## Objective
Reproduce the data below verbatim, omitting the pictures.

━━━━━ Data records

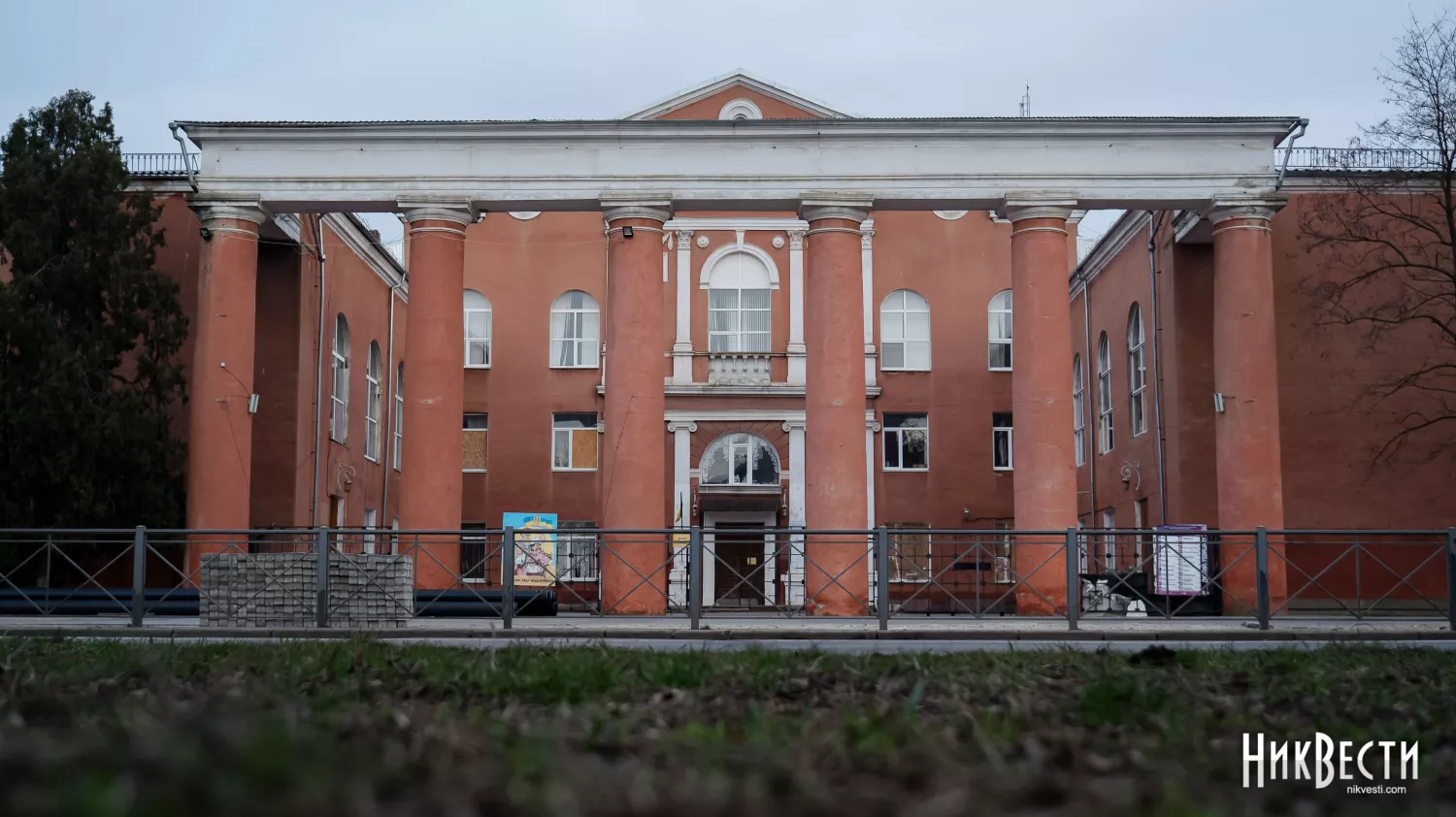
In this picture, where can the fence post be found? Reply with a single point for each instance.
(320, 602)
(507, 577)
(139, 577)
(1261, 575)
(1072, 555)
(1450, 575)
(882, 575)
(695, 575)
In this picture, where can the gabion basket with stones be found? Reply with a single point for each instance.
(268, 590)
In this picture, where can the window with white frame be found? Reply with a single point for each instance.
(574, 441)
(372, 404)
(475, 439)
(908, 441)
(998, 329)
(340, 405)
(1104, 396)
(1079, 424)
(577, 551)
(739, 459)
(576, 331)
(905, 332)
(477, 331)
(1001, 441)
(1136, 370)
(740, 305)
(909, 551)
(399, 415)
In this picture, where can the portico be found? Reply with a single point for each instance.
(832, 175)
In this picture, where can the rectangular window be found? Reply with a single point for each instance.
(1001, 441)
(1109, 540)
(908, 441)
(370, 522)
(475, 441)
(472, 554)
(909, 552)
(577, 552)
(574, 441)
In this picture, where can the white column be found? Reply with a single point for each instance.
(867, 232)
(797, 360)
(797, 475)
(871, 429)
(683, 346)
(681, 507)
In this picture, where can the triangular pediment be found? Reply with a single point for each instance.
(708, 99)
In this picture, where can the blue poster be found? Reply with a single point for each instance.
(535, 557)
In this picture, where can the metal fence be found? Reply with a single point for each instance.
(159, 165)
(696, 574)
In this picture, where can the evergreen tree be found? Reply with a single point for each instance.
(90, 334)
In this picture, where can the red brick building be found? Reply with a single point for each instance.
(835, 364)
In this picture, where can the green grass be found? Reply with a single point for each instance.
(370, 729)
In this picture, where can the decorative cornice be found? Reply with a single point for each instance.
(1021, 209)
(437, 209)
(1263, 209)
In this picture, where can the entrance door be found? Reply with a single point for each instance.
(739, 564)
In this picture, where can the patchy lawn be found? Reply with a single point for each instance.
(360, 727)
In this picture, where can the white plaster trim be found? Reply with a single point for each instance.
(734, 247)
(715, 84)
(745, 107)
(733, 224)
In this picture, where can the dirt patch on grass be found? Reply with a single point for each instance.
(370, 729)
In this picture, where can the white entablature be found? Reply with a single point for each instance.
(742, 165)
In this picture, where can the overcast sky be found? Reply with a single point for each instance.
(584, 58)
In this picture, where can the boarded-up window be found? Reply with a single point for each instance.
(909, 552)
(574, 441)
(475, 439)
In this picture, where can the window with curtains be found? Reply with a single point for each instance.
(399, 414)
(477, 331)
(1104, 396)
(1079, 426)
(373, 398)
(998, 323)
(340, 393)
(576, 331)
(905, 332)
(739, 305)
(1136, 370)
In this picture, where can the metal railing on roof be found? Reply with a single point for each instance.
(159, 165)
(1365, 159)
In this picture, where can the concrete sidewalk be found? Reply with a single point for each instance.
(760, 628)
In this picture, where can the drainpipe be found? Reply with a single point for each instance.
(317, 373)
(389, 399)
(1086, 395)
(186, 163)
(1153, 218)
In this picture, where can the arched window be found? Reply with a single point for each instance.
(1136, 370)
(372, 399)
(477, 331)
(576, 331)
(1104, 396)
(998, 323)
(739, 305)
(1079, 424)
(399, 414)
(340, 409)
(739, 459)
(905, 332)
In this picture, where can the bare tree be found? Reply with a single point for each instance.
(1389, 233)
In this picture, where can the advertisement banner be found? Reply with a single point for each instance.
(535, 557)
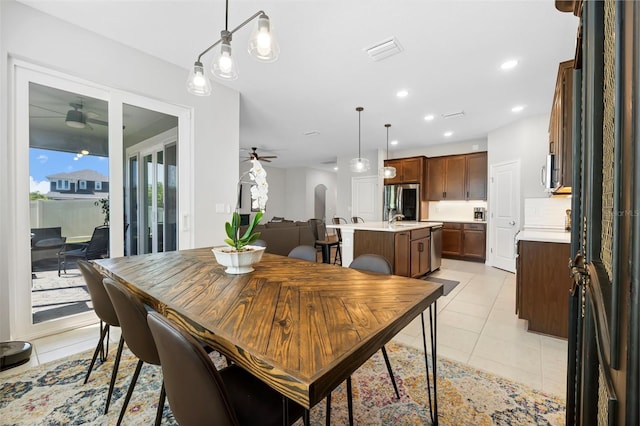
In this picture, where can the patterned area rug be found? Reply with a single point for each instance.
(53, 393)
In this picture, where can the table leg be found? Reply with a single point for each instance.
(326, 253)
(433, 403)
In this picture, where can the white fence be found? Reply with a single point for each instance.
(76, 217)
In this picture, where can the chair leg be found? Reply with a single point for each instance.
(163, 396)
(114, 373)
(132, 385)
(99, 349)
(393, 380)
(350, 401)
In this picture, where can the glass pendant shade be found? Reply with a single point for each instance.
(263, 45)
(388, 172)
(223, 65)
(359, 165)
(198, 83)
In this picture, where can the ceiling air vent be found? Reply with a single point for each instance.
(454, 114)
(384, 49)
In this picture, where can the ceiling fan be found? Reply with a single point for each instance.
(253, 155)
(75, 117)
(78, 119)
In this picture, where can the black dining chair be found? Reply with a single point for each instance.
(108, 318)
(96, 248)
(377, 264)
(303, 252)
(199, 393)
(132, 315)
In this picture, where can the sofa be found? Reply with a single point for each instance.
(282, 236)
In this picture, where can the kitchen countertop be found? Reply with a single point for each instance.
(384, 226)
(545, 235)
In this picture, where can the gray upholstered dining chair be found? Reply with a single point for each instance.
(378, 264)
(132, 315)
(108, 318)
(304, 253)
(199, 394)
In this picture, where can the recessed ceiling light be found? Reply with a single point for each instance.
(510, 64)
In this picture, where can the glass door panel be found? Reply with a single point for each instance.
(171, 198)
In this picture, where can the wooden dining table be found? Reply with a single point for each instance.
(301, 327)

━━━━━━━━━━

## Solution to this exercise
In this picture, where can the fence post be found? Reply with a single point for each instance.
(320, 602)
(507, 577)
(139, 577)
(1261, 575)
(1072, 555)
(1450, 575)
(882, 575)
(695, 575)
In this picture, where can the gabion basket with stones be found? Reply with a single point for each instance.
(268, 590)
In this picture, where can the window with white frame be found? Reply with a single point for each instance.
(574, 441)
(372, 404)
(475, 439)
(908, 441)
(998, 329)
(340, 405)
(1104, 396)
(1079, 424)
(577, 551)
(739, 459)
(576, 331)
(905, 332)
(477, 331)
(1001, 441)
(1136, 370)
(740, 305)
(909, 551)
(399, 415)
In this picture, where can the portico be found? Reply with a single point for each instance.
(832, 175)
In this picture, where can the rectangular window be found? Reply with a single point for each instance.
(1001, 441)
(1109, 540)
(908, 441)
(370, 522)
(475, 441)
(472, 554)
(909, 552)
(577, 552)
(574, 441)
In this picture, where can the white column be found? Reply with a single point for each instance.
(867, 232)
(797, 360)
(797, 475)
(871, 429)
(683, 346)
(681, 507)
In this picture, where can the triangular pediment be found? Reply with a single point for each instance.
(708, 99)
In this picture, where can the blue poster be found? Reply with a single point for each instance.
(535, 557)
In this picture, where can the metal fence be found? Reply with a single point for each instance.
(159, 165)
(696, 574)
In this picture, where can the evergreen tree be found? Reply with a single point for each instance.
(90, 334)
In this picture, where can the red brick building be found? Reply with a single point for each instance.
(835, 364)
In this picture, where can the green grass be found? Reply with a single point for each instance.
(370, 729)
In this picture, where can the decorative cornice be found? Reply with a single point for each instance.
(1021, 209)
(437, 209)
(1263, 209)
In this picture, where can the entrance door be found? Reply with a single point for each instance.
(739, 564)
In this picture, where can the patchy lawn be found? Reply with a single point for each instance.
(360, 727)
In this picture, where can the white plaster trim be found? Reply with a single point for each instance.
(734, 247)
(715, 84)
(745, 107)
(733, 224)
In this picture, where can the dirt patch on grass be found? Reply with a single point for each instance.
(370, 729)
In this picture, where can the white entablature be found? Reply with a single point for each instance.
(742, 165)
In this picture, where can the overcast sky be found? Reply with a single point for each instance.
(584, 58)
In this picture, where can the boarded-up window be found? Reply with a single point for each instance.
(909, 552)
(574, 441)
(475, 439)
In this picture, where can the window with curtains be found? Reply with a single point for each instance.
(399, 414)
(477, 331)
(1104, 396)
(1079, 426)
(373, 398)
(998, 323)
(340, 393)
(576, 331)
(905, 332)
(739, 305)
(1136, 370)
In this picture, where can the metal railing on roof be found? Reply with a single point for each instance.
(159, 165)
(1365, 159)
In this picture, where can the concrete sidewalk be found? Reply with a single point for each instance.
(760, 628)
In this picture, where can the drainpipe be found? Reply with a single point for each instance.
(317, 373)
(389, 399)
(1086, 395)
(186, 163)
(1153, 218)
In this picture, where can the arched window be found? Reply with a single point for each instance.
(1136, 370)
(372, 399)
(477, 331)
(576, 331)
(1104, 396)
(998, 323)
(739, 305)
(1079, 424)
(399, 414)
(340, 409)
(739, 459)
(905, 332)
In this picture, where can the bare tree be found? Reply with a single point for each instance.
(1389, 233)
In this picture, where can the advertisement banner be found? Reply with a single point for each instance.
(535, 557)
In this picture, where can the patterned area rug be found? Reply with a single point for each instance.
(53, 393)
In this picture, where can the table leg be found? Reply with a single point for each instance.
(326, 253)
(433, 403)
In this picture, where can the white fence be found? Reply with a single point for each instance.
(76, 217)
In this picture, where can the chair leg be found? Reply with a single point for each instance.
(163, 396)
(114, 373)
(132, 385)
(99, 349)
(393, 380)
(350, 401)
In this picture, where can the glass pendant shade be found? Reply with a single point for each instance.
(263, 45)
(388, 172)
(223, 65)
(359, 165)
(198, 83)
In this picture, where can the ceiling air vent be found? Reply with a single point for each instance.
(454, 114)
(384, 49)
In this picture, where can the ceiling fan be found? Reply with a single point for each instance.
(253, 155)
(75, 117)
(78, 119)
In this picture, where can the black dining chair be found? Reply with a single point for each instance.
(108, 318)
(96, 248)
(377, 264)
(303, 252)
(199, 393)
(132, 315)
In this picture, where can the sofa be found? Reply with a single point for each instance.
(282, 236)
In this picture, where can the kitchen countertop be found? Reply with a single point for each instance.
(384, 226)
(545, 235)
In this picture, where can the gray upholstered dining chair be found? Reply with a single point for each instance.
(378, 264)
(132, 315)
(108, 318)
(304, 253)
(199, 394)
In this picture, where can the recessed ceiling light be found? Reply with a single point for each instance.
(510, 64)
In this picture, where can the glass door panel be found? Reply with a single point for each instance.
(171, 198)
In this picture, where can the wooden dining table be found? Reply with a single point for each instance.
(301, 327)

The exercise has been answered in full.